Work request:
Take the records underneath and set them down exactly.

Excerpted data:
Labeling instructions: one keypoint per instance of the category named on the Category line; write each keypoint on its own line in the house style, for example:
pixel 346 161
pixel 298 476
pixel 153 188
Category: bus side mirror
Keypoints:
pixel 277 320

Exercise answer:
Labeling instructions: one keypoint per instance of the category named on the Category line; write each keypoint on its own line in the house style, for example:
pixel 346 161
pixel 298 476
pixel 153 188
Category: bus side mirror
Keypoints:
pixel 277 320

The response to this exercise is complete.